-- Given entries start --

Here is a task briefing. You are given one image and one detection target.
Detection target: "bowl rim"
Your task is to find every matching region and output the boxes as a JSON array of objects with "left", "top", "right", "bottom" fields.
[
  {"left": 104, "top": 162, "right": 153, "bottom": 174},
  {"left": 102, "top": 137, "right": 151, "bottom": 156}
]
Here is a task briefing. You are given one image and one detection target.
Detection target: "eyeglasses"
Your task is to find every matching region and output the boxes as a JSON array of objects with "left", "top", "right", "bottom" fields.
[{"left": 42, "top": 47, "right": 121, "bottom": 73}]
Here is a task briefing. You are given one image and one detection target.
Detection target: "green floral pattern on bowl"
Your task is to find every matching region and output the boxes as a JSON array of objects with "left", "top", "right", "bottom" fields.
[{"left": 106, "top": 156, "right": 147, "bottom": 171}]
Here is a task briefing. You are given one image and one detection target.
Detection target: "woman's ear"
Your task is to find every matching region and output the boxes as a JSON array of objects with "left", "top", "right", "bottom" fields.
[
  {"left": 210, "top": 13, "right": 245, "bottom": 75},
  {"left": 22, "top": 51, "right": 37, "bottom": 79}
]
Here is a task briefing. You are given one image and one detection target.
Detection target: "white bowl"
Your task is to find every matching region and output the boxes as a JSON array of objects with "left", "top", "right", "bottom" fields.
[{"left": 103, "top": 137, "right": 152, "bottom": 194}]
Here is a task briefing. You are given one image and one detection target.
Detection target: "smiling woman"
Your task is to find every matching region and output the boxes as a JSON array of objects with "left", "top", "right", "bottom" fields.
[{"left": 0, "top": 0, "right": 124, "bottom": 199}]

-- Given entries end --

▶ [Task brief] List every line above that contains the string "woman", copying each one in full. Uppercase and lowercase letters must match.

▶ [Reply]
Detection target: "woman's ear"
Detection target: "smiling woman"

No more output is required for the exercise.